- Objective -
Rewrite the items below with "wooden support pole" substituted by "timber support post", leaving every other part of each line as it is.

- Data provided -
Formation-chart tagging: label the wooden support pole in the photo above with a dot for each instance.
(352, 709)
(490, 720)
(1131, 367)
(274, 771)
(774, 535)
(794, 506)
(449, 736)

- Final result -
Formation-chart tagging: label the timber support post in the photo above with a dot for each instance.
(352, 709)
(490, 720)
(1131, 367)
(274, 771)
(774, 535)
(794, 506)
(449, 736)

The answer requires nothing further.